REQUIREMENT: Here are some records. Repeat them all exactly.

PROVIDED MATERIAL:
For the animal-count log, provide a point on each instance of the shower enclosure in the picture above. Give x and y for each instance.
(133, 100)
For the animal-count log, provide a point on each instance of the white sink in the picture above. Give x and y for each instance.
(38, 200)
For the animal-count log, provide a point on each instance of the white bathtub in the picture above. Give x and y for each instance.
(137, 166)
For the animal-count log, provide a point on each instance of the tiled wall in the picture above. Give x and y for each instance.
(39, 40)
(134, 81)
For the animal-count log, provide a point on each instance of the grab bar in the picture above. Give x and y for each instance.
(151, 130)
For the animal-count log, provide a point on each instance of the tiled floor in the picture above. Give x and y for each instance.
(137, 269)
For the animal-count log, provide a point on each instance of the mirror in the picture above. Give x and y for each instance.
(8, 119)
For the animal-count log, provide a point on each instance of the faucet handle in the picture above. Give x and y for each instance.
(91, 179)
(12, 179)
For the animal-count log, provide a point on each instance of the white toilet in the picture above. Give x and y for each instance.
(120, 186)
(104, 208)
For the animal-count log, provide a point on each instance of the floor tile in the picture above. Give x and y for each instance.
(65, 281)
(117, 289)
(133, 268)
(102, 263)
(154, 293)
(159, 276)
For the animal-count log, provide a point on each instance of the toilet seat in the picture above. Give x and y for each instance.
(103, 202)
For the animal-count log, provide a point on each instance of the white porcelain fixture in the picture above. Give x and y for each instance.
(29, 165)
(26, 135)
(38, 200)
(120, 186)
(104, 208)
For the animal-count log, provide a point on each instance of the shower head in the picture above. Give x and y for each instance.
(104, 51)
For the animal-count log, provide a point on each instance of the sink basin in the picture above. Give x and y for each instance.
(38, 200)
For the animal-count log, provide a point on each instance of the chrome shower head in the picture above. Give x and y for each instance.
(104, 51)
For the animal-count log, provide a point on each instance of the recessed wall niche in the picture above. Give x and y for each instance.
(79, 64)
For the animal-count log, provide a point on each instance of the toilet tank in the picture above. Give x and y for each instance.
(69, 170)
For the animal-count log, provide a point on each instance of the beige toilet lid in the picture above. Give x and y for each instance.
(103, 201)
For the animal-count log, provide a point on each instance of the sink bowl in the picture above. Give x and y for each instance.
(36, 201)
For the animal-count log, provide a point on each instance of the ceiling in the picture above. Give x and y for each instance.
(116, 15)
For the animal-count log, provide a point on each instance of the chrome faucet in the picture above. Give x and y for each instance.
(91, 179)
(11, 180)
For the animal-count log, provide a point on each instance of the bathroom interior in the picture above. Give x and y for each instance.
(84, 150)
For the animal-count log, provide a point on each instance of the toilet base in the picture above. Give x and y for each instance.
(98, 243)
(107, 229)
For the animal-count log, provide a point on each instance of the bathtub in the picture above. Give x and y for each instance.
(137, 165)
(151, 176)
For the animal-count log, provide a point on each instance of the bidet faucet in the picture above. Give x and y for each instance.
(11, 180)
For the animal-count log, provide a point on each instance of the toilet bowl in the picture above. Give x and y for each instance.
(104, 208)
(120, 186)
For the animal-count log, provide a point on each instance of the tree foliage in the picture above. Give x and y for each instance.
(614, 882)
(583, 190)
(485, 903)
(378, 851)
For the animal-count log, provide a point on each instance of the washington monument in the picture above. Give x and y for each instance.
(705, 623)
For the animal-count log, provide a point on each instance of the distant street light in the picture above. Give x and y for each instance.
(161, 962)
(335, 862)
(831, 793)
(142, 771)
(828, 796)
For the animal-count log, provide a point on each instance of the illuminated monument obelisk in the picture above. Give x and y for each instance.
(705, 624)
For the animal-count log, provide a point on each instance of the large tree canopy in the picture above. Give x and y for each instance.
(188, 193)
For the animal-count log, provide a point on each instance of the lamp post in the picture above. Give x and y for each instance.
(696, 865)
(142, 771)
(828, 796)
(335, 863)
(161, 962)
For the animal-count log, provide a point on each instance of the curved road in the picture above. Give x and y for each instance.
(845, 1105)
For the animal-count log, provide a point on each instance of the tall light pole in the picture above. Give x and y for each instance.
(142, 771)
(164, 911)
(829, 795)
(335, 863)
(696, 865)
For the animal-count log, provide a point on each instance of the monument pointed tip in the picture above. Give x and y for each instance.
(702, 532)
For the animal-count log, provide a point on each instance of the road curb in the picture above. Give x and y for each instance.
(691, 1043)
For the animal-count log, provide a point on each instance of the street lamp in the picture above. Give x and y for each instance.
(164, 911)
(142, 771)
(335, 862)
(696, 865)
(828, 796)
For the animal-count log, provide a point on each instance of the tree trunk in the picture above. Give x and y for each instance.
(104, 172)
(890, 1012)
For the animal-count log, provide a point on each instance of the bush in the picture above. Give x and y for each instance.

RESPONSE BOX:
For the animal-count log, provide a point on each instance of the shower enclosure in the picture above. Give x and y for each instance.
(133, 100)
For the animal-count log, provide a point on each instance of the white sink in the picture above. Give x and y for each instance.
(38, 200)
For the animal-count log, provide a point on each instance of the white bathtub in the picture above. Give x and y for each instance.
(137, 166)
For the animal-count log, provide a point on each instance of the tiled wall in the picture above. Give x and y for each instance.
(39, 40)
(134, 81)
For the animal-count log, provide a point on each instance of the grab bar in the picture above. Give x and y for each instance.
(151, 130)
For the animal-count log, provide a point on each instance of the tiled floor in the picture above. Give x and y for each instance.
(137, 269)
For the animal-count log, provide a point on each instance of the mirror in the picture above. Give x and y for each instance.
(8, 119)
For the animal-count log, provide a point on each instance of the faucet handle in the picture above. Give x and y for each instance.
(91, 179)
(12, 179)
For the animal-count log, provide a point on each instance of the white toilet in the picture above. Give x and y for each instance.
(120, 186)
(104, 208)
For the animal-count log, provide a point on each instance of the floor tile in the picture above. Give x and y for each instance.
(65, 281)
(117, 289)
(133, 268)
(102, 263)
(154, 293)
(159, 276)
For the animal-count log, provide a point on each instance of the toilet seat in the picture above. Give x and y for each instance.
(103, 202)
For the animal-count log, provide a point on each instance of the white porcelain fixture in the picture above. Give x and y for each instance.
(29, 165)
(26, 135)
(38, 200)
(120, 186)
(104, 208)
For the animal-count log, provide a point on each instance of the shower head in the picture above. Give x and y for each instance.
(104, 51)
For the animal-count log, provide a point on each instance of the sink basin in the picture above. Give x and y for each instance.
(38, 200)
For the animal-count log, provide a point on each instance of the chrome shower head in the picture above. Give x and y for each instance.
(104, 51)
For the animal-count log, provide a point on each instance of the recessed wall niche in the picture above. Give x and y for each instance.
(79, 64)
For the animal-count log, provide a point on each instance of the toilet tank in the picture above. Give x and y for each instance.
(69, 170)
For the animal-count log, provide a point on each instance of the beige toilet lid in the picture above. Give x and y for each instance.
(103, 201)
For the animal-count log, provide a point on each instance of the sink bowl in the picture above. Give x and y for each instance.
(36, 201)
For the animal-count log, provide a point on each instance of the ceiling in the picture above. Give x and y for each instance.
(116, 15)
For the animal-count log, provide a point on each instance of the chrome faucet in the picture above. Give x and y for each instance.
(91, 179)
(11, 180)
For the animal-count log, provide a point on each instance of the bathroom interior in the picture above. Give x and y for each instance.
(84, 150)
For the animal-count log, provide a point on each instance of the toilet base in the picture above. Give x and y for each instance.
(98, 243)
(107, 229)
For the animal-count log, provide a point on each instance of the bathtub in the picture above. Give x and y for each instance.
(137, 165)
(151, 176)
For the animal-count log, provide a point on each instance of the bidet faucet in the picture above. Give x and y for each instance.
(11, 180)
For the animal-count log, provide a point on each instance of the toilet bowl in the picture above. Give x and y for each instance.
(104, 208)
(120, 186)
For the animal-count log, provide a point on each instance of the tree foliage in the picture above. Give x and y for each instance.
(614, 882)
(583, 190)
(485, 903)
(378, 851)
For the animal-count log, provide a point on each instance of the washington monument in the picture above. Give x and y for each instance.
(705, 623)
For the animal-count log, provide a point on each instance of the distant street light in the picture above. Give x and y for each instance.
(161, 962)
(335, 862)
(831, 793)
(142, 771)
(828, 796)
For the animal-count log, provide a point on each instance of the illuminated monument obelisk in the picture above. Give x and y for each instance.
(705, 624)
For the animal-count log, provide a point on each instance of the large tree canopy in the picture above. Give x and y for each instance.
(188, 193)
For the animal-count log, provide a point on each instance of the lamp post in the picture above. Give x and y for each instance.
(696, 865)
(142, 771)
(828, 796)
(335, 863)
(161, 962)
For the animal-count log, provide a point on each instance of the curved road in the picture above. Give x and y for each instance.
(845, 1105)
For the animal-count log, provide a point on each instance of the tall light pole in the picture above. Give x and y for each instance.
(142, 771)
(164, 911)
(829, 795)
(335, 863)
(696, 865)
For the animal-count log, provide a point on each instance of the monument pointed tip in the picture above. Give x and y for each instance.
(702, 532)
For the animal-count log, provide a point on each instance of the road curb in the picture above. Give x and y for each instance.
(691, 1043)
For the animal-count log, provide a point on each instance of the street lamp in the picture above. Give x and y for each instance.
(164, 911)
(142, 771)
(335, 862)
(696, 865)
(828, 796)
For the animal-count log, provide a point on each instance of the tree trunk in the picture above. Give x and y for each instance.
(104, 172)
(890, 1012)
For the animal-count log, provide a point on each instance of the bush in the picture above. Give x and y for each instance.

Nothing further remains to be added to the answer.